Brief: What lines in the data below mention the string "grass"? Copy them out.

-- Recorded information follows --

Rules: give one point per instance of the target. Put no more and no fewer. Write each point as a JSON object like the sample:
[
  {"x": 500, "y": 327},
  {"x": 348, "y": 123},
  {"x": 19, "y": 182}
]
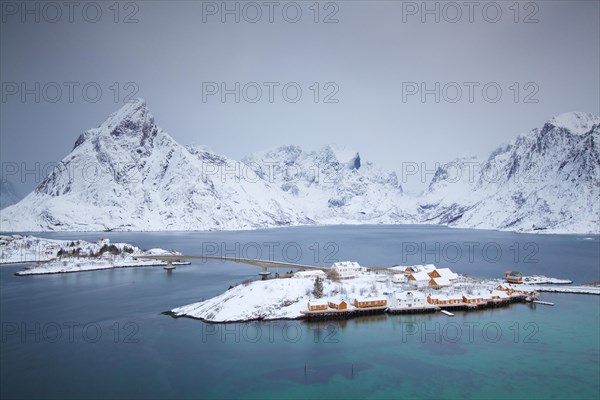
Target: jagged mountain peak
[
  {"x": 132, "y": 120},
  {"x": 576, "y": 122}
]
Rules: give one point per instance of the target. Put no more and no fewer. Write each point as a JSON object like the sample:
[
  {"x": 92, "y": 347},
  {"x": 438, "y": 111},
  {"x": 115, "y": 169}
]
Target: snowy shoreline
[
  {"x": 590, "y": 235},
  {"x": 51, "y": 256},
  {"x": 287, "y": 298}
]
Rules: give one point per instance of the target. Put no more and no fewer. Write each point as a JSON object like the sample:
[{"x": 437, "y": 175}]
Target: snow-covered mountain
[
  {"x": 8, "y": 196},
  {"x": 547, "y": 179},
  {"x": 128, "y": 174},
  {"x": 333, "y": 185}
]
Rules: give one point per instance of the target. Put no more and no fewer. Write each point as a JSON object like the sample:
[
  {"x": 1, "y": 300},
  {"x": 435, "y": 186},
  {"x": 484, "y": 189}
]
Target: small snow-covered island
[
  {"x": 52, "y": 256},
  {"x": 347, "y": 289}
]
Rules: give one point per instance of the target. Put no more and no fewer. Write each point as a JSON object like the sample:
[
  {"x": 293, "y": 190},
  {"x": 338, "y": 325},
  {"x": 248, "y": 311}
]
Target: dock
[{"x": 546, "y": 303}]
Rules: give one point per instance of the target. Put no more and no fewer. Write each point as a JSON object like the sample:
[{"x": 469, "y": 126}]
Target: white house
[
  {"x": 347, "y": 269},
  {"x": 315, "y": 273},
  {"x": 439, "y": 282},
  {"x": 410, "y": 299},
  {"x": 419, "y": 278},
  {"x": 447, "y": 274}
]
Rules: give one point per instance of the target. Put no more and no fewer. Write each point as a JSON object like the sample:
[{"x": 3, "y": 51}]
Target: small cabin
[
  {"x": 444, "y": 299},
  {"x": 399, "y": 278},
  {"x": 338, "y": 304},
  {"x": 317, "y": 306},
  {"x": 472, "y": 299},
  {"x": 420, "y": 278},
  {"x": 410, "y": 299},
  {"x": 370, "y": 302},
  {"x": 347, "y": 269},
  {"x": 507, "y": 288},
  {"x": 310, "y": 274},
  {"x": 439, "y": 282},
  {"x": 513, "y": 277},
  {"x": 499, "y": 295}
]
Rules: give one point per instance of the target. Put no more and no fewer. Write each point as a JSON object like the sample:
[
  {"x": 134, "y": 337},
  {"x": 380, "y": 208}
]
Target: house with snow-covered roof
[
  {"x": 472, "y": 299},
  {"x": 419, "y": 278},
  {"x": 338, "y": 304},
  {"x": 445, "y": 273},
  {"x": 348, "y": 269},
  {"x": 317, "y": 305},
  {"x": 315, "y": 273},
  {"x": 445, "y": 299},
  {"x": 368, "y": 302},
  {"x": 439, "y": 282},
  {"x": 410, "y": 299}
]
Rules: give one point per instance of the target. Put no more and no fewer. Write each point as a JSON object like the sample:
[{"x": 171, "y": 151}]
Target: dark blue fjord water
[{"x": 102, "y": 335}]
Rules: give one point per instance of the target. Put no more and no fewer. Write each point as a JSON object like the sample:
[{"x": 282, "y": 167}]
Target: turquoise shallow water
[{"x": 114, "y": 341}]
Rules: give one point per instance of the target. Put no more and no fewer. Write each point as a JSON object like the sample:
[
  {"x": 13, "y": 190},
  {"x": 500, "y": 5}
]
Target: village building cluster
[{"x": 419, "y": 288}]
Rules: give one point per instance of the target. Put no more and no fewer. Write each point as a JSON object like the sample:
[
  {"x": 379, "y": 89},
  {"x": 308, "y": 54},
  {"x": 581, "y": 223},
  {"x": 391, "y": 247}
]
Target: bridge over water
[{"x": 263, "y": 264}]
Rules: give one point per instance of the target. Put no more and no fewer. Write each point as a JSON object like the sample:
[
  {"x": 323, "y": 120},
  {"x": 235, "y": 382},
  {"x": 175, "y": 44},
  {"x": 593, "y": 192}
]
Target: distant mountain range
[
  {"x": 8, "y": 196},
  {"x": 128, "y": 174}
]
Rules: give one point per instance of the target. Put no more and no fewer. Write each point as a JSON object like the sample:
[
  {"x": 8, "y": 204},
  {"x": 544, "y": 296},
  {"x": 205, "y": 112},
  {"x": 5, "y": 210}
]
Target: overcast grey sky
[{"x": 371, "y": 56}]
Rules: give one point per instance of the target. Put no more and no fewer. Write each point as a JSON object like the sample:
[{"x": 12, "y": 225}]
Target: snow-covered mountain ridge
[{"x": 128, "y": 174}]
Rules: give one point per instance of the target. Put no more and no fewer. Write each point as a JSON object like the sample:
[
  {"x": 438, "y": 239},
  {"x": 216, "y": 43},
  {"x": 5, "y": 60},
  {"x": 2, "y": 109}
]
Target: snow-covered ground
[
  {"x": 287, "y": 298},
  {"x": 540, "y": 279},
  {"x": 280, "y": 298},
  {"x": 75, "y": 255},
  {"x": 545, "y": 181}
]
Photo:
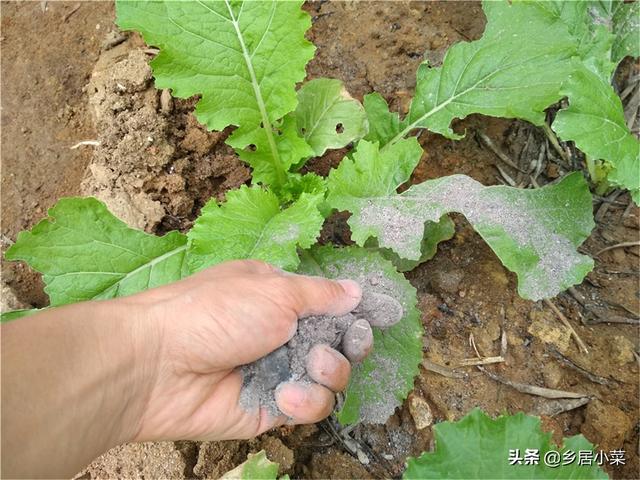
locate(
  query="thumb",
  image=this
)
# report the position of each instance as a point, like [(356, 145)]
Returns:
[(321, 296)]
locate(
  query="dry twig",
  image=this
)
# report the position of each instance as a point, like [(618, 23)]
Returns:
[(618, 245), (441, 369), (571, 364), (566, 323), (532, 389), (499, 153)]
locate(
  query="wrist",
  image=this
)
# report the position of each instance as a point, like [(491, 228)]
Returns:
[(135, 338)]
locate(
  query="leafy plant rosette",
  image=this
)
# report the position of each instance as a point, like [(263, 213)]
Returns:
[(509, 447), (244, 59)]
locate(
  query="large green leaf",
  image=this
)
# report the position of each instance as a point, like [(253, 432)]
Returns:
[(380, 383), (372, 173), (244, 59), (595, 121), (434, 233), (589, 22), (84, 253), (478, 447), (535, 233), (514, 70), (251, 224), (327, 116), (383, 124)]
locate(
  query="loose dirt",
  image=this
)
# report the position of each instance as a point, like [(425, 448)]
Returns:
[(48, 59), (351, 334)]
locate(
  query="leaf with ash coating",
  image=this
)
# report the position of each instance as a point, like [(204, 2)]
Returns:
[(595, 121), (535, 233), (251, 224), (515, 70), (479, 447), (380, 383), (85, 253), (434, 233), (244, 58), (327, 116)]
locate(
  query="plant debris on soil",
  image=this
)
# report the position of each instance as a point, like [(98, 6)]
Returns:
[(155, 166)]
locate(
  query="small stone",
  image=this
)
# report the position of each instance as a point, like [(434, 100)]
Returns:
[(552, 374), (166, 102), (278, 452), (621, 349), (420, 411), (606, 425), (549, 331)]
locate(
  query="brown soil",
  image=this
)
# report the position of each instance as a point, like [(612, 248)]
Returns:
[(48, 58)]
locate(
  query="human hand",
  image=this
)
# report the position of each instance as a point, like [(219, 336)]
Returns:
[(207, 325)]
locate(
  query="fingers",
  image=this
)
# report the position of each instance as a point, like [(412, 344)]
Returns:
[(357, 341), (318, 296), (328, 367), (305, 403)]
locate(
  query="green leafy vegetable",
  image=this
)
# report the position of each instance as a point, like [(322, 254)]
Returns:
[(595, 121), (256, 467), (251, 224), (85, 253), (434, 233), (588, 22), (515, 70), (534, 232), (327, 116), (478, 447), (373, 173), (15, 314), (384, 379), (244, 58), (383, 124)]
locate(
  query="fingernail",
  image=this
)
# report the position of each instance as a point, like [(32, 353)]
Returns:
[(291, 394), (351, 288)]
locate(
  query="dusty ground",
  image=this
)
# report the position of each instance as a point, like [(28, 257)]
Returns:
[(47, 60)]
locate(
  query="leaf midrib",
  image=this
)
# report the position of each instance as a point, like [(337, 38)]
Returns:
[(127, 275), (266, 123)]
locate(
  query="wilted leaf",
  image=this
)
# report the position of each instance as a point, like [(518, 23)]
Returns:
[(383, 380), (478, 447), (251, 224), (85, 253)]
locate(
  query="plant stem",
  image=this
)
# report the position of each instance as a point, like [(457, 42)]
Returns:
[(554, 141), (281, 174)]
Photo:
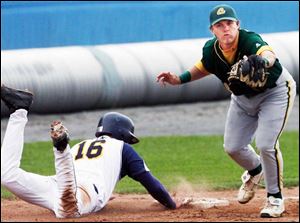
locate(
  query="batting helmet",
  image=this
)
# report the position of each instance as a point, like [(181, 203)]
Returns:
[(118, 126)]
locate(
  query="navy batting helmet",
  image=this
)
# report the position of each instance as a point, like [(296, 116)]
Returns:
[(117, 126)]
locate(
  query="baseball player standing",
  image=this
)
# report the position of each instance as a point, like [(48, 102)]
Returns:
[(262, 97), (86, 174)]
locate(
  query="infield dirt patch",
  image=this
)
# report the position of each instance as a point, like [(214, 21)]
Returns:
[(142, 208)]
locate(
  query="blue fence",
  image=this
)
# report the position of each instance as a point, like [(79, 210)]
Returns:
[(31, 24)]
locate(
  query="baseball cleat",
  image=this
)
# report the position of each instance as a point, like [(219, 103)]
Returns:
[(273, 209), (16, 99), (60, 135), (249, 186)]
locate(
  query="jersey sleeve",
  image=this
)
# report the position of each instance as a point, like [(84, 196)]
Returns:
[(201, 67), (255, 44), (132, 164)]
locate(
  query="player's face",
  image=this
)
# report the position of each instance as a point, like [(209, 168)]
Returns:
[(226, 31)]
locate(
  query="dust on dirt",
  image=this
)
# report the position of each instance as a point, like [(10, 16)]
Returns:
[(142, 208)]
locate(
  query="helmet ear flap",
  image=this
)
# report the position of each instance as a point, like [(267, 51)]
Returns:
[(117, 126)]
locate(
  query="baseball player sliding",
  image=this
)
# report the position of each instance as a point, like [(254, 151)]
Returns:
[(262, 97), (86, 175)]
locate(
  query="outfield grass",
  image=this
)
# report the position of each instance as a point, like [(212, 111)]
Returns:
[(199, 161)]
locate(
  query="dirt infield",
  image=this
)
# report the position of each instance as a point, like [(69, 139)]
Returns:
[(142, 208)]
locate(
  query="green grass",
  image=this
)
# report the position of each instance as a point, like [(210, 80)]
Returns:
[(194, 161)]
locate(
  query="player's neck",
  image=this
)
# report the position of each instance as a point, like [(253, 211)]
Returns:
[(227, 47)]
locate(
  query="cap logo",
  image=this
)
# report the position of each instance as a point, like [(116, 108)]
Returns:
[(221, 11)]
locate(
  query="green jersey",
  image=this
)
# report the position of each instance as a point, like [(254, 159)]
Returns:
[(248, 43)]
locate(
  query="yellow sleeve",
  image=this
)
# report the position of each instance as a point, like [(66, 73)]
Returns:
[(201, 67)]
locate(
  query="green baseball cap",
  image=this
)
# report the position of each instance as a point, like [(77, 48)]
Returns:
[(222, 12)]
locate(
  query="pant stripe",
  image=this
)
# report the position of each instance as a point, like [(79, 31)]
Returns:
[(276, 146)]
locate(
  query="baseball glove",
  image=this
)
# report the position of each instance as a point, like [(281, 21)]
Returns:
[(251, 71)]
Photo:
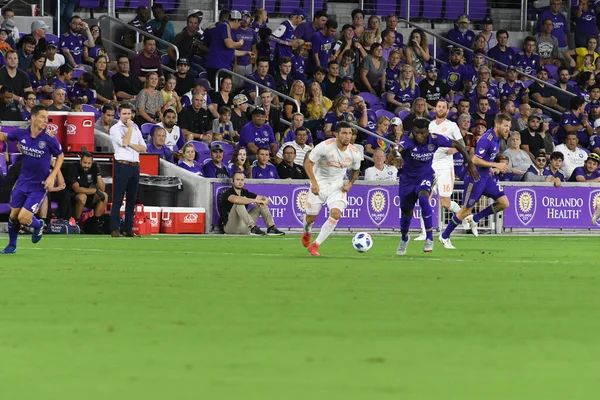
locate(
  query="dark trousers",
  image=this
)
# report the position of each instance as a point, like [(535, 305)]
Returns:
[(126, 181)]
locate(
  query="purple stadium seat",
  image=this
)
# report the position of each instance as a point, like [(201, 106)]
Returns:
[(147, 129), (433, 9), (202, 150), (477, 10), (384, 113), (454, 10)]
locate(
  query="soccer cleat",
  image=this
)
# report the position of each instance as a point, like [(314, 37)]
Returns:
[(446, 243), (472, 225), (256, 231), (305, 239), (9, 250), (37, 233), (421, 237), (273, 231), (313, 249), (401, 251), (428, 248)]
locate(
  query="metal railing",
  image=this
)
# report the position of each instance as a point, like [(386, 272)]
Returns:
[(245, 79), (437, 36)]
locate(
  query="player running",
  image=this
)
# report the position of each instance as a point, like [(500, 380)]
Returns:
[(326, 167), (417, 150), (35, 180), (443, 159), (485, 153)]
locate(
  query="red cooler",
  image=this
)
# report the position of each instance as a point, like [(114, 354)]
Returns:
[(57, 121), (80, 132)]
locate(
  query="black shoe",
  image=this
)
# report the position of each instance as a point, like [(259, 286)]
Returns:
[(256, 231), (273, 231)]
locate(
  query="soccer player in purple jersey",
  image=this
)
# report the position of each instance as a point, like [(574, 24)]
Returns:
[(31, 188), (485, 153), (417, 150)]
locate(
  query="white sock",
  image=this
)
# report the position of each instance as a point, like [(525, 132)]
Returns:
[(307, 226), (326, 230), (454, 207)]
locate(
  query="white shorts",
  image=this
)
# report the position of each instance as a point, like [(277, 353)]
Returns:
[(330, 195), (445, 182)]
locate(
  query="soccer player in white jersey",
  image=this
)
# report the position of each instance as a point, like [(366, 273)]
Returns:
[(443, 161), (326, 167)]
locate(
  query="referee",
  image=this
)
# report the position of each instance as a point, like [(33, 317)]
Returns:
[(128, 143)]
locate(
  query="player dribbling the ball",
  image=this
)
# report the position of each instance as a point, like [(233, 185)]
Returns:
[(326, 166)]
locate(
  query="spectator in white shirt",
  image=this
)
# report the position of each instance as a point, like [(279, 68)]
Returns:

-- Recorded information concluded --

Task solution:
  query="outfield grass",
  query="green grass",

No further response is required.